-- START OF Dataset records --
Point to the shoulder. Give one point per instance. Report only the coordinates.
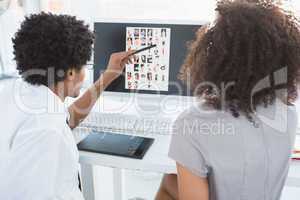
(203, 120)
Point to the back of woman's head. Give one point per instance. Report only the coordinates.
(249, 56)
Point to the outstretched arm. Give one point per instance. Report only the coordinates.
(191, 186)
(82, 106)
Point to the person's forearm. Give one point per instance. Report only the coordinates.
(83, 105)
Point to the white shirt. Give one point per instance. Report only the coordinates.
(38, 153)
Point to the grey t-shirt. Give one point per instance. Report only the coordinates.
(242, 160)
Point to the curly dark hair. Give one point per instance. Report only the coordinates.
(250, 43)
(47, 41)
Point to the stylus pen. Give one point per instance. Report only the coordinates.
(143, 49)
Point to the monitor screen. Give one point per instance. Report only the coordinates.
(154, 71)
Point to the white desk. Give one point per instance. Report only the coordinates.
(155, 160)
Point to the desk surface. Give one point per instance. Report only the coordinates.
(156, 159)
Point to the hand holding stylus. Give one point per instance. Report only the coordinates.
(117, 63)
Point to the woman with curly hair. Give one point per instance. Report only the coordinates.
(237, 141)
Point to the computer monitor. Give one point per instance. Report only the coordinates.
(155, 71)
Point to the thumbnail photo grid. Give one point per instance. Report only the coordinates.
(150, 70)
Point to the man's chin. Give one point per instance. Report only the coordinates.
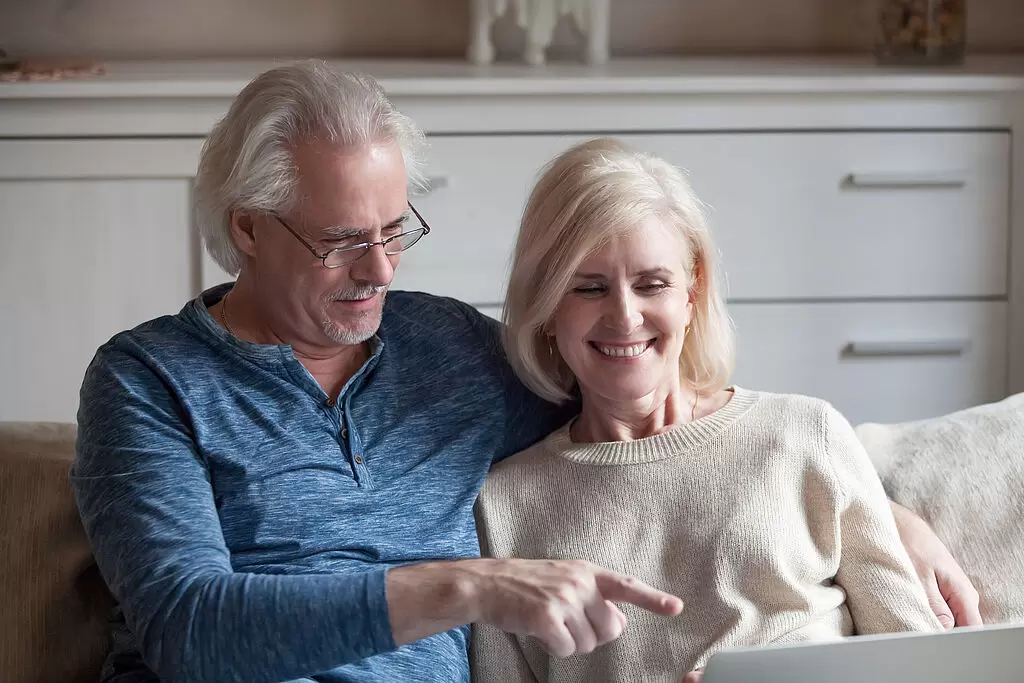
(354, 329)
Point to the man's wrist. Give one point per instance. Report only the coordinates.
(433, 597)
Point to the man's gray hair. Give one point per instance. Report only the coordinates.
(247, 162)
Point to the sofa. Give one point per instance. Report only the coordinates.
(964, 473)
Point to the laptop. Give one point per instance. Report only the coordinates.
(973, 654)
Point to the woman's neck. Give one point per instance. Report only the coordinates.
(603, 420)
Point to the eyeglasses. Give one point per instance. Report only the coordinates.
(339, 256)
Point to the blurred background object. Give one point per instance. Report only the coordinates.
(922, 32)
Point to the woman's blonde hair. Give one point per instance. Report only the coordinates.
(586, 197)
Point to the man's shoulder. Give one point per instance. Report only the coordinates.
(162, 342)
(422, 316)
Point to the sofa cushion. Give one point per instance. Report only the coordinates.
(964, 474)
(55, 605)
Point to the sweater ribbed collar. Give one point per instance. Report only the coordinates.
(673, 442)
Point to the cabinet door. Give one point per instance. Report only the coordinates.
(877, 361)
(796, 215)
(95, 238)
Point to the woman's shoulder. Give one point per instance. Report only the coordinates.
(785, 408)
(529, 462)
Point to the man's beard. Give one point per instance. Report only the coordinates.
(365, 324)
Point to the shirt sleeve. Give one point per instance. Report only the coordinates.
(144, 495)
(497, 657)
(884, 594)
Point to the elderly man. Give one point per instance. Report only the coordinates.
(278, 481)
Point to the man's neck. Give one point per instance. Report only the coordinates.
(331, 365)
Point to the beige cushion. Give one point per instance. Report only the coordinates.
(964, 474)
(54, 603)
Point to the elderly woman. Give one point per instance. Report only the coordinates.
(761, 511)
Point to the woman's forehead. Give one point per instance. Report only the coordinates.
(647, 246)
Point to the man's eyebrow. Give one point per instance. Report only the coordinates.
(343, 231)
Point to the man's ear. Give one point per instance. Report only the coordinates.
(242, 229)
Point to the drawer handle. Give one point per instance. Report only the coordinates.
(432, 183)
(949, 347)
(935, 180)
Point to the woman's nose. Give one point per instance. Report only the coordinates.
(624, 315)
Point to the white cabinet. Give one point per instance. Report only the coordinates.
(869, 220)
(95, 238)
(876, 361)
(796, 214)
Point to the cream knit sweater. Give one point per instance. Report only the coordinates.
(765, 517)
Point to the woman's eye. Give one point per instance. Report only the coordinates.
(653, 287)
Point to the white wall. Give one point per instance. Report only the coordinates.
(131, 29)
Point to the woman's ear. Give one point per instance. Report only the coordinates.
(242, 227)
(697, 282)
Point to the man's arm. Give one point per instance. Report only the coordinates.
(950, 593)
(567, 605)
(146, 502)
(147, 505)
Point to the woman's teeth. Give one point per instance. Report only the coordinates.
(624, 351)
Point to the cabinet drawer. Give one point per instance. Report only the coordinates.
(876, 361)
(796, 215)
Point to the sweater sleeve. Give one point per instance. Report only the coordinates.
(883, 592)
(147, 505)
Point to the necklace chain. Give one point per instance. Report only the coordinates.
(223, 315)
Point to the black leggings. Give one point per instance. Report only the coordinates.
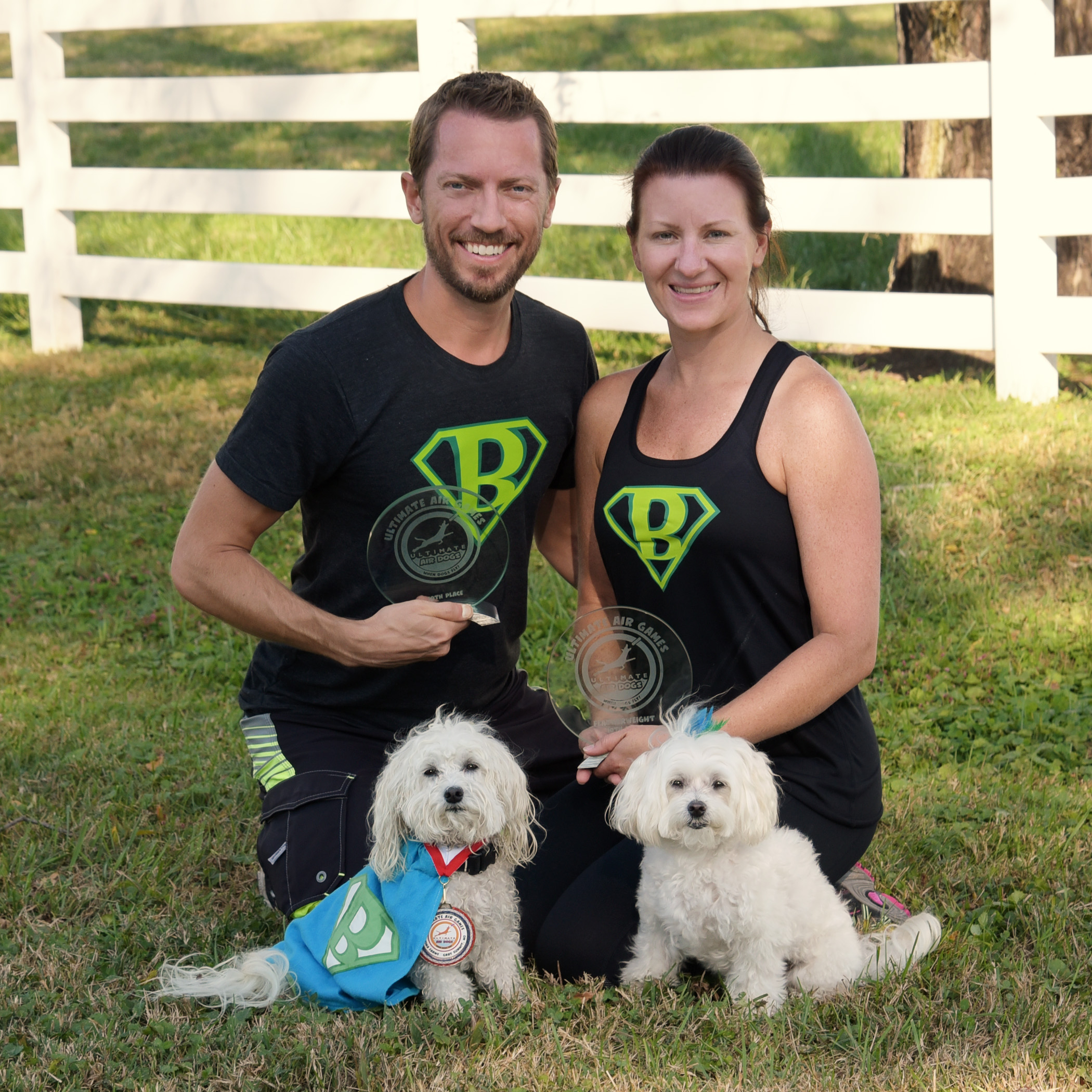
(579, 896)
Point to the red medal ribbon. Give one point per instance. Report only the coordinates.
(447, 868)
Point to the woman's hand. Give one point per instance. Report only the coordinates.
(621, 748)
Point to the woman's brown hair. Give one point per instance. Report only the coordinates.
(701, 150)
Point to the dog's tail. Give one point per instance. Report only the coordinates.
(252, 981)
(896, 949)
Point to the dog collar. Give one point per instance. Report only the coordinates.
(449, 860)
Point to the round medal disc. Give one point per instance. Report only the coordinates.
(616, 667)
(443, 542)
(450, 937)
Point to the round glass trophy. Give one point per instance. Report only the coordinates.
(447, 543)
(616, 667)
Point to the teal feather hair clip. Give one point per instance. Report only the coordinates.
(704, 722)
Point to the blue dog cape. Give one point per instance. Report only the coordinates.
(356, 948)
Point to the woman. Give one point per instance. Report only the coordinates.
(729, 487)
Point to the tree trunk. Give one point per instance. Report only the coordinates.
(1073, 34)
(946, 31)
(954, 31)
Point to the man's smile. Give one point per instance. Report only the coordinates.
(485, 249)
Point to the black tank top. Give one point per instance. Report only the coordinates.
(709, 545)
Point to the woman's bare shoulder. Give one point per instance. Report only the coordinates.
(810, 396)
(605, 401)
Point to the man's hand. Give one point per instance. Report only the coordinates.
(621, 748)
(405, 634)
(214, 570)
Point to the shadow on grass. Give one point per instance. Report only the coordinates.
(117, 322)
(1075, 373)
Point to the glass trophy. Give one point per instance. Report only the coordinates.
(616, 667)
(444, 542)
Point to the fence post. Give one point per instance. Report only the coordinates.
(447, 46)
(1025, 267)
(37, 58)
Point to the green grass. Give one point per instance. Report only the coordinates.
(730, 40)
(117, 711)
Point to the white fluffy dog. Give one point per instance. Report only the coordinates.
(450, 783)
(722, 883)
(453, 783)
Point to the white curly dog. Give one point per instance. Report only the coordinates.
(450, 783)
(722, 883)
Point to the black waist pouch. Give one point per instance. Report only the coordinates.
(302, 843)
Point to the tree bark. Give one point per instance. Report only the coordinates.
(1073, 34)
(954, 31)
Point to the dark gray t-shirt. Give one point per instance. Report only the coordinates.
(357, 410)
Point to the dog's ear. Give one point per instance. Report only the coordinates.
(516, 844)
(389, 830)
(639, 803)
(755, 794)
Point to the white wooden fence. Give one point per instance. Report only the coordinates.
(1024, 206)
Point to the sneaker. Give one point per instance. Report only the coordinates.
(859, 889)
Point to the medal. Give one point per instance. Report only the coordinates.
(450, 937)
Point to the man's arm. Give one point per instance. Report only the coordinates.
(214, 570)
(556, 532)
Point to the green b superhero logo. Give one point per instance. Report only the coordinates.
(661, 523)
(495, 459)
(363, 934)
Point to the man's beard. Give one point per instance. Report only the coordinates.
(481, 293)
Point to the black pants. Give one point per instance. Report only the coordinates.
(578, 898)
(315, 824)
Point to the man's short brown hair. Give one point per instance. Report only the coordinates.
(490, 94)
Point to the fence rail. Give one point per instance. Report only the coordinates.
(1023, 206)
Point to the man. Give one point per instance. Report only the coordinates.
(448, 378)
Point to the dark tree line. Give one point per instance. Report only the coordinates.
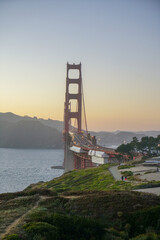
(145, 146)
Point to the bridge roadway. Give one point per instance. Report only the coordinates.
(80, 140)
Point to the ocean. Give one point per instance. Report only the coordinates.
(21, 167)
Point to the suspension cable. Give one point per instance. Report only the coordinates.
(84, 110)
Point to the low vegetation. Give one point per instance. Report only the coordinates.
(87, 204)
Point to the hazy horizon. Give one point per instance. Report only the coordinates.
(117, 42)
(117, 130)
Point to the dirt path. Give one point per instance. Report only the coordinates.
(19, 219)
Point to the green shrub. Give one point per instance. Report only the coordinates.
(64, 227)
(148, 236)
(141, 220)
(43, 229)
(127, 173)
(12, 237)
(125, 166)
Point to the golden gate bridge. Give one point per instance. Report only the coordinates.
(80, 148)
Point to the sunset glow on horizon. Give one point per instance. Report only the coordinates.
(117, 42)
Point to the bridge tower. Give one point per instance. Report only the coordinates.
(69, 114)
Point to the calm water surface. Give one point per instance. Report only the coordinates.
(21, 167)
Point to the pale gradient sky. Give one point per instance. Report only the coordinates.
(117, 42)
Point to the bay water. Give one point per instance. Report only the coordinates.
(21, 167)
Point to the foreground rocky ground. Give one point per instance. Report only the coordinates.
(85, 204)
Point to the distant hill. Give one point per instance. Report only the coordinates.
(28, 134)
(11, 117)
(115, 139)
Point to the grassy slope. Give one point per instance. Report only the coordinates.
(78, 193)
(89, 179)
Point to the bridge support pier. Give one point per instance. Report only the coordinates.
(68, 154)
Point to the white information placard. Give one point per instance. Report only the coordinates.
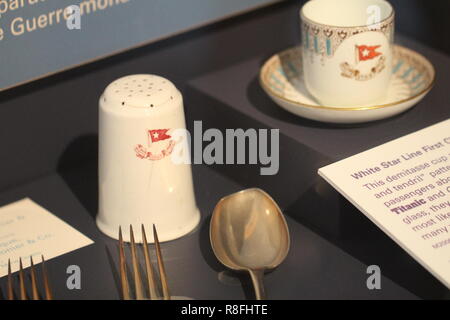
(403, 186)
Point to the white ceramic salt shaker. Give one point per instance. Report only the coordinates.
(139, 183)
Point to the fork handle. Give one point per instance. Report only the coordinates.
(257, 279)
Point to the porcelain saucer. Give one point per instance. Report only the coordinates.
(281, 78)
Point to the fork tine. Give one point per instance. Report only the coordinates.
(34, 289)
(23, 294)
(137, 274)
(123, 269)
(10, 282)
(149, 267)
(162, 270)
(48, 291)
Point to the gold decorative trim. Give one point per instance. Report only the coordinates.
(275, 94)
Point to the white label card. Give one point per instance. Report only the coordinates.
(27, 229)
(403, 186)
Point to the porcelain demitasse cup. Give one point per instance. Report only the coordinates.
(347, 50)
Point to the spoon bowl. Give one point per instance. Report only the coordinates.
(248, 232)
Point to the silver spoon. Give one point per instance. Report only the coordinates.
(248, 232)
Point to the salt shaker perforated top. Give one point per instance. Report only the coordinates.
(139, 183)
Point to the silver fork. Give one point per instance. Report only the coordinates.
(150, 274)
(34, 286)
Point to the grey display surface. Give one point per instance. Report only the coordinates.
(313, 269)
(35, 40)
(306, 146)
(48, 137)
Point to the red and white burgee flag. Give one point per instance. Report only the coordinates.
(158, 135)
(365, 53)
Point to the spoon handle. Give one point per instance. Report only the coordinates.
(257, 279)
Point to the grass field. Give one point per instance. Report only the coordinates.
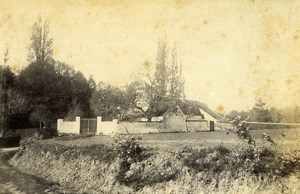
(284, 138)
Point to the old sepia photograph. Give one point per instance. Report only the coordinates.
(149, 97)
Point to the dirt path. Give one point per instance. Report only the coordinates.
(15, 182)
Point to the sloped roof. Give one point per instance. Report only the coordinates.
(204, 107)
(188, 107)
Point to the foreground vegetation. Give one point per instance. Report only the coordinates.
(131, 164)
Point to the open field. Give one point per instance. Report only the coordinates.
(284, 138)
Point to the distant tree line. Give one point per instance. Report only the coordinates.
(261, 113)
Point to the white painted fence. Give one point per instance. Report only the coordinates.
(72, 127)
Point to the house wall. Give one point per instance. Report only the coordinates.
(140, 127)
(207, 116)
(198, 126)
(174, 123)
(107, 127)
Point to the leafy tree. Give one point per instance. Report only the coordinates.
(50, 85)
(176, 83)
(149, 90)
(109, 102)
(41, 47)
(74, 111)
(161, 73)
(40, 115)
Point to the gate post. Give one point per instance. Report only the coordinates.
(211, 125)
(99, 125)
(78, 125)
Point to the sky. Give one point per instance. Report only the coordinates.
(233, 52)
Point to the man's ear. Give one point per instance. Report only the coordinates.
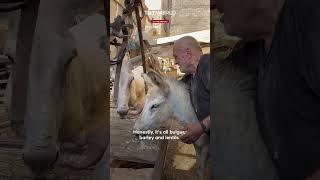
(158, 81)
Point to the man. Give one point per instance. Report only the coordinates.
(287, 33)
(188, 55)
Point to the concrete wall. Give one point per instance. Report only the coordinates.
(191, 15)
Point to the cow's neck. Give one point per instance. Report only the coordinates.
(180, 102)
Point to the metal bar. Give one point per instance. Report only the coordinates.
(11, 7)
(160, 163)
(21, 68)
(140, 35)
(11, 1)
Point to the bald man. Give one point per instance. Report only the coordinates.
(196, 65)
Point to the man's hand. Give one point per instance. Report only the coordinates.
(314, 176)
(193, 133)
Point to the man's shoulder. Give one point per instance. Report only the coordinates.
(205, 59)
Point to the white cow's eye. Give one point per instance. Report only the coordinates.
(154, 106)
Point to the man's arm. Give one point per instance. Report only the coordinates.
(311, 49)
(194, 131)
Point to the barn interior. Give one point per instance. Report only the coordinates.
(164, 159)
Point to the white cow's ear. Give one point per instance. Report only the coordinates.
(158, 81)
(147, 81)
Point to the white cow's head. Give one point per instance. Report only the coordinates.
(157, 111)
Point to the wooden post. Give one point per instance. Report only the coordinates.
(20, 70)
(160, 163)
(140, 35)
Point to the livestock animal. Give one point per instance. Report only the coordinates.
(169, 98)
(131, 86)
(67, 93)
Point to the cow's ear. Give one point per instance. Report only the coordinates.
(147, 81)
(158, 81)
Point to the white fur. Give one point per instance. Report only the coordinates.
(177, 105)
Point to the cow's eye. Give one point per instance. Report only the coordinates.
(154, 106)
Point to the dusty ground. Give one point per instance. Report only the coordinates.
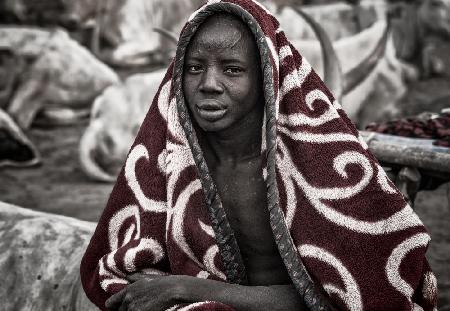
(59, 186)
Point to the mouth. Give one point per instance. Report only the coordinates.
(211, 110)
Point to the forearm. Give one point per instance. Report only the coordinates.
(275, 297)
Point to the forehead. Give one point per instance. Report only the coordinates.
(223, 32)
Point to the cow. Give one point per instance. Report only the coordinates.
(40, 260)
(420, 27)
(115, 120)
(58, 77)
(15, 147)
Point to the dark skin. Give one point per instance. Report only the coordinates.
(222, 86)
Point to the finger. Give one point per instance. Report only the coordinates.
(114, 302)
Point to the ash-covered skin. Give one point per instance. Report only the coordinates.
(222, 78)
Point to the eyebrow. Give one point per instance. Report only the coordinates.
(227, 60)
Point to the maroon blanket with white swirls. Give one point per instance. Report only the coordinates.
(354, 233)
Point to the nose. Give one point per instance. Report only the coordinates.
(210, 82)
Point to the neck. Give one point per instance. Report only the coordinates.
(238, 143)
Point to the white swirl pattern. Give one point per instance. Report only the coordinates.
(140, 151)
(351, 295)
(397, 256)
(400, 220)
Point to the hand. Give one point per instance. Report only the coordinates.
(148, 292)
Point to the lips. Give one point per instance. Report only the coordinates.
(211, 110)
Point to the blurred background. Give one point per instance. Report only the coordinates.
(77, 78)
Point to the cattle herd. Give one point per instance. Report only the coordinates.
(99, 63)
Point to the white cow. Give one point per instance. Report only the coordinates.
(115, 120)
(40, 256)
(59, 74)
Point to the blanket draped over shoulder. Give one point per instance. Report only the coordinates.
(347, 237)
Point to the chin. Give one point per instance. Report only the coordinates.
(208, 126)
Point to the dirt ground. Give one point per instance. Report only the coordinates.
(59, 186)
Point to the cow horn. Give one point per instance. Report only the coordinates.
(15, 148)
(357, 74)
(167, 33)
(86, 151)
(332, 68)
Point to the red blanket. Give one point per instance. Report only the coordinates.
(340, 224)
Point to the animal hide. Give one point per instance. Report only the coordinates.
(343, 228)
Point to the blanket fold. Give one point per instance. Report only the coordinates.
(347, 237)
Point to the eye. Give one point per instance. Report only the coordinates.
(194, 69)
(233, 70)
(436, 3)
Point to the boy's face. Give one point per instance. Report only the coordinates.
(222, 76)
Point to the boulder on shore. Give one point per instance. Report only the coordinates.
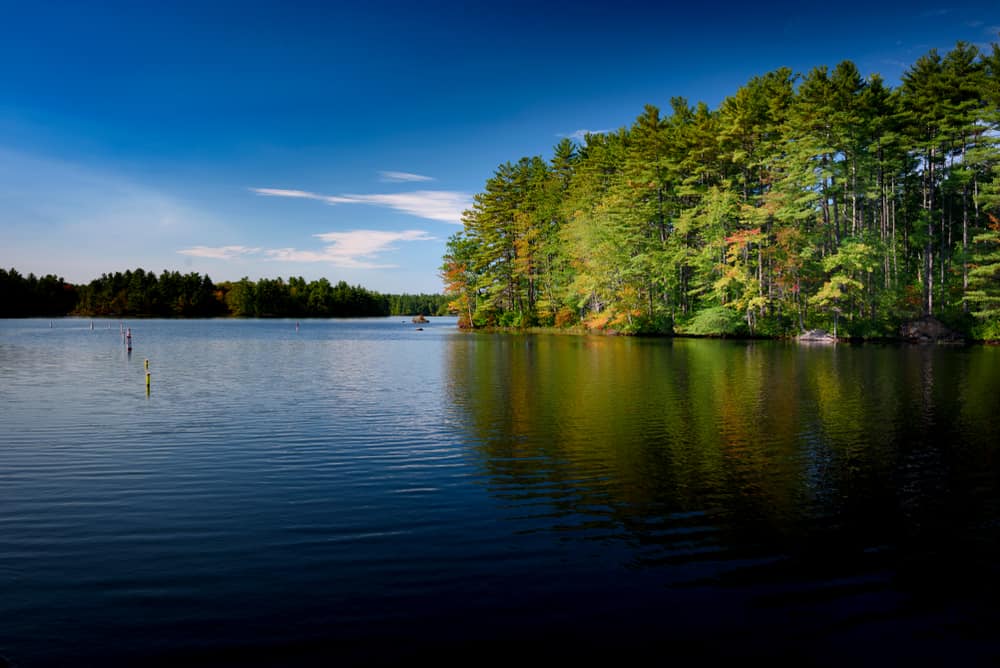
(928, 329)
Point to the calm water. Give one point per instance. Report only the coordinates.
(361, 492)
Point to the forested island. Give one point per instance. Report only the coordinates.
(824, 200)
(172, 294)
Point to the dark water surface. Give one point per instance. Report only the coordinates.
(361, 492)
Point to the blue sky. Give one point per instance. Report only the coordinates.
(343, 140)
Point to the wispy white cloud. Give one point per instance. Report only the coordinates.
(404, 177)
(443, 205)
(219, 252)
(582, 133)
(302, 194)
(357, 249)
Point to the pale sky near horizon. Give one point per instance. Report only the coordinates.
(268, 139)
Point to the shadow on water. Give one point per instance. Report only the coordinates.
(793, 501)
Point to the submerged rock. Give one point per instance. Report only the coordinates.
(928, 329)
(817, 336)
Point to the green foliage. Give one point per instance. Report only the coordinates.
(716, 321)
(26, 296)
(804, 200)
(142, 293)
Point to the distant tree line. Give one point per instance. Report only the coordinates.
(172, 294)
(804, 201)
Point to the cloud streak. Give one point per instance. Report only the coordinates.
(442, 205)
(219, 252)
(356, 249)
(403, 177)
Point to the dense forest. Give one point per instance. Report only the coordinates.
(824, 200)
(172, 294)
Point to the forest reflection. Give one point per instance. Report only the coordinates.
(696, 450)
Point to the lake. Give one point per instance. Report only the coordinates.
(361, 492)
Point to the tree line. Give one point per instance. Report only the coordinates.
-- END OF Dataset records --
## Task directions
Repeat word for word everything from the line containing "Point to the dense" down to the last line of the entries, including both of those lines.

## Reply to the exercise
Point to the dense forest. Give one point per instance. Report only the coordinates.
(824, 200)
(172, 294)
Point to the forest reflection. Give one point per instance. Report only the coordinates.
(696, 450)
Point to the lake. Give one point per instance. Report only the coordinates.
(361, 492)
Point to the tree line. Give one point per instance. Report only the coordinates.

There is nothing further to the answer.